TASK BRIEF
Return the lines below exactly, starting with the line that contains "box: [1040, 448, 1435, 625]" and stopping after the last line.

SOURCE RECORDS
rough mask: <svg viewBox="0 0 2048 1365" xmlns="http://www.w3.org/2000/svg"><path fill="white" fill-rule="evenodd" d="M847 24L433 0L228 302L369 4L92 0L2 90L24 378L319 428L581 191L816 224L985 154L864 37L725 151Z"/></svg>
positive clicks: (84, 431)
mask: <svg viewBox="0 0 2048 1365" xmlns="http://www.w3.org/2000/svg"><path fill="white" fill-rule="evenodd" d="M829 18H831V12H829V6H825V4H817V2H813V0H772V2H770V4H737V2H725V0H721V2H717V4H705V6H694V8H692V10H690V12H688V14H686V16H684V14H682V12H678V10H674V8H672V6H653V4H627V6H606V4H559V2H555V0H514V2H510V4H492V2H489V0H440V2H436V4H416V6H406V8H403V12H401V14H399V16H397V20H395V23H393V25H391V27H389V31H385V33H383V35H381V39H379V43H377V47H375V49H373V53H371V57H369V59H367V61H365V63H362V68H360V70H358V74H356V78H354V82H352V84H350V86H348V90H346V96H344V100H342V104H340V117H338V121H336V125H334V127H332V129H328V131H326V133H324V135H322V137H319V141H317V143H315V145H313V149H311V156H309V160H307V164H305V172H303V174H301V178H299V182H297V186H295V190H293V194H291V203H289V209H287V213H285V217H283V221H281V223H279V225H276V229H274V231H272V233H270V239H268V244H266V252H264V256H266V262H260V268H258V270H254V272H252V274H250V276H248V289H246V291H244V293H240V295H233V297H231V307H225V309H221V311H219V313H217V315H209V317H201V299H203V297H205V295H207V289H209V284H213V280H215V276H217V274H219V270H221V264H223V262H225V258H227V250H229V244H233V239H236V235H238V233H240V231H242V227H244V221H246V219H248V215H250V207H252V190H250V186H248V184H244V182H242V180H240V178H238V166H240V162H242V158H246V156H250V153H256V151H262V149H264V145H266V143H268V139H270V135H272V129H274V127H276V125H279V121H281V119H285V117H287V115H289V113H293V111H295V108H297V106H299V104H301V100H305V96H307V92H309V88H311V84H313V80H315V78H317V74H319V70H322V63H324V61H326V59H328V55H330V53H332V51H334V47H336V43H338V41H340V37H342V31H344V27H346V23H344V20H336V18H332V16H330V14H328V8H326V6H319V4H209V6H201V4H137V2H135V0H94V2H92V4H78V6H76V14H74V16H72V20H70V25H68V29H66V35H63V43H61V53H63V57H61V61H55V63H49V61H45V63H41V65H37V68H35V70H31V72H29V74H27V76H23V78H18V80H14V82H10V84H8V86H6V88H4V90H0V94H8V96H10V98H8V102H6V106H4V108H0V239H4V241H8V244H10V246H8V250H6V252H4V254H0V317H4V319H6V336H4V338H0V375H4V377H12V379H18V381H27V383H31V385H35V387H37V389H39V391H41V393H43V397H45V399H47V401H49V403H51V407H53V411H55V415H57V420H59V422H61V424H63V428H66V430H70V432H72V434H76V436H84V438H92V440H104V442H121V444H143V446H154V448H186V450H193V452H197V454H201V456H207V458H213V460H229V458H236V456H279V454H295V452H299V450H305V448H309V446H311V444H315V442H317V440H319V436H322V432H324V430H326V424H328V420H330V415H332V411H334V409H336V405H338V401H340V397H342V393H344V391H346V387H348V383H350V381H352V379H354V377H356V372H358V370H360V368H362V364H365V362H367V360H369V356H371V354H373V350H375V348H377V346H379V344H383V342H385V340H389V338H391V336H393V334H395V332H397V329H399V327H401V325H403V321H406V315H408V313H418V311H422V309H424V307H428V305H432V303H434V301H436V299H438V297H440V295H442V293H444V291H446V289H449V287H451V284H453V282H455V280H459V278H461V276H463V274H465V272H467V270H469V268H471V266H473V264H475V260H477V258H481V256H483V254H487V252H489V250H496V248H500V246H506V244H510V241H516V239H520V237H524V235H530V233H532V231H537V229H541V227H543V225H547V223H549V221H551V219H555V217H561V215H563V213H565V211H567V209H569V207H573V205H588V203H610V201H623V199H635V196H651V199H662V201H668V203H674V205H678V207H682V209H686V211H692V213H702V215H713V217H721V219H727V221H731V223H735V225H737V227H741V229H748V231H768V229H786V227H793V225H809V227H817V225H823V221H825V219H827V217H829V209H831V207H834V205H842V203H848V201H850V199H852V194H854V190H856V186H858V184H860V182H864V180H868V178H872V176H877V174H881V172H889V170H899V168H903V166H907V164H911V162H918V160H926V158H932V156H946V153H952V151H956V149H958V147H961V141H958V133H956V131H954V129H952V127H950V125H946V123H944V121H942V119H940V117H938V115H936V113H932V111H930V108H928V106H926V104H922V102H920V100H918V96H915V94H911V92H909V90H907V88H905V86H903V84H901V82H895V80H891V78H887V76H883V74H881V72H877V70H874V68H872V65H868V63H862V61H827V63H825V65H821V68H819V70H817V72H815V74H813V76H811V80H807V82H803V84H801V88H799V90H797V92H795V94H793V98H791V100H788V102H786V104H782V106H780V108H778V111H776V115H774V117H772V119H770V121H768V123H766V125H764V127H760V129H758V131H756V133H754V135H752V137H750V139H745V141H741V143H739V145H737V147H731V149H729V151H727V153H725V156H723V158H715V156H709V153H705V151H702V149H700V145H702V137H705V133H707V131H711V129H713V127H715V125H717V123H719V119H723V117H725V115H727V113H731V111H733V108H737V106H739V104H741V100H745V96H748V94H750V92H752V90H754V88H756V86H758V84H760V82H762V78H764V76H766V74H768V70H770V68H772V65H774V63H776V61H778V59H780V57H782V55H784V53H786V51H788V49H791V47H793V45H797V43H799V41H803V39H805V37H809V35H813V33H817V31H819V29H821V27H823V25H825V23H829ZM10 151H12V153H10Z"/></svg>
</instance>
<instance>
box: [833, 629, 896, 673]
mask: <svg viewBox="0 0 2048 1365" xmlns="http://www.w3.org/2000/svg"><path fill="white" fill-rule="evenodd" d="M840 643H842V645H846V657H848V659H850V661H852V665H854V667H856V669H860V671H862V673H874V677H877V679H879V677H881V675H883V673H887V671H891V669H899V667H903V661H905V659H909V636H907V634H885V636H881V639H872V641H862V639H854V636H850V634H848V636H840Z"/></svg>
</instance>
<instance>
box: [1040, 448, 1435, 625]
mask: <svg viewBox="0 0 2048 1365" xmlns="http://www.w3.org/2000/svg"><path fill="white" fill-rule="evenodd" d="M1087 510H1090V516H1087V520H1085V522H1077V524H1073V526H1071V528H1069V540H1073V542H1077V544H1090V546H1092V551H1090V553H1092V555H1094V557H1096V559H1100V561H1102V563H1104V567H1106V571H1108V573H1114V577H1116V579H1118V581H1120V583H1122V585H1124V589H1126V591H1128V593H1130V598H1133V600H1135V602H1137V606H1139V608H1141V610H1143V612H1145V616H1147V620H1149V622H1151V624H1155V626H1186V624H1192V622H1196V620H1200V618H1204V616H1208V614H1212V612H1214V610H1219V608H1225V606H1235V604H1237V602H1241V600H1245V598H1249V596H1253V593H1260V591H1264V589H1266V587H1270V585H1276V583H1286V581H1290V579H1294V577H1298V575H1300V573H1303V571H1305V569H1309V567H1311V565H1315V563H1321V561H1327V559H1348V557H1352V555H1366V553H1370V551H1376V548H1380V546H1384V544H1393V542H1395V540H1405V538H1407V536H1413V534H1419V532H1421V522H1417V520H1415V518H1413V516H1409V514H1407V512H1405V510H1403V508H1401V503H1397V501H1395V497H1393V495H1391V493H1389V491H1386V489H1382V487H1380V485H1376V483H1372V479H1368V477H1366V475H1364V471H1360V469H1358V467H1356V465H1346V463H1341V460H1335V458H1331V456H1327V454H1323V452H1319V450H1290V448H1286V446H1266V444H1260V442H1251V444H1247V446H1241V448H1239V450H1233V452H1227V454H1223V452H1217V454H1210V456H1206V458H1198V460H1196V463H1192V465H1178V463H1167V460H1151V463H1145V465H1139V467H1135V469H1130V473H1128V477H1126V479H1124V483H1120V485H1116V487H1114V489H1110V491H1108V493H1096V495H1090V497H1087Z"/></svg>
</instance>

YOUR SOLUTION
box: [1040, 448, 1435, 625]
mask: <svg viewBox="0 0 2048 1365" xmlns="http://www.w3.org/2000/svg"><path fill="white" fill-rule="evenodd" d="M1087 510H1090V516H1087V520H1085V522H1077V524H1073V526H1071V528H1069V540H1073V542H1077V544H1090V546H1092V551H1090V553H1092V555H1094V557H1096V559H1100V561H1102V563H1104V567H1106V571H1108V573H1114V577H1116V579H1118V581H1120V583H1122V585H1124V589H1126V591H1128V593H1130V598H1133V600H1135V602H1137V606H1139V608H1141V610H1143V612H1145V616H1147V620H1149V622H1151V624H1155V626H1186V624H1192V622H1196V620H1200V618H1204V616H1208V614H1212V612H1214V610H1219V608H1225V606H1235V604H1237V602H1241V600H1245V598H1249V596H1253V593H1260V591H1264V589H1266V587H1270V585H1276V583H1286V581H1290V579H1294V577H1298V575H1300V573H1303V571H1305V569H1309V567H1311V565H1315V563H1321V561H1327V559H1348V557H1352V555H1366V553H1370V551H1376V548H1380V546H1384V544H1393V542H1395V540H1405V538H1407V536H1413V534H1419V532H1421V522H1417V520H1415V518H1413V516H1409V514H1407V512H1405V510H1403V508H1401V503H1397V501H1395V497H1393V495H1391V493H1389V491H1386V489H1382V487H1380V485H1376V483H1372V479H1368V477H1366V475H1364V471H1360V469H1358V467H1356V465H1346V463H1341V460H1335V458H1331V456H1327V454H1323V452H1319V450H1290V448H1286V446H1266V444H1260V442H1251V444H1247V446H1241V448H1239V450H1233V452H1227V454H1223V452H1217V454H1210V456H1206V458H1198V460H1196V463H1192V465H1178V463H1167V460H1151V463H1145V465H1139V467H1135V469H1130V473H1128V477H1126V479H1124V483H1120V485H1116V487H1114V489H1110V491H1108V493H1096V495H1090V497H1087Z"/></svg>
</instance>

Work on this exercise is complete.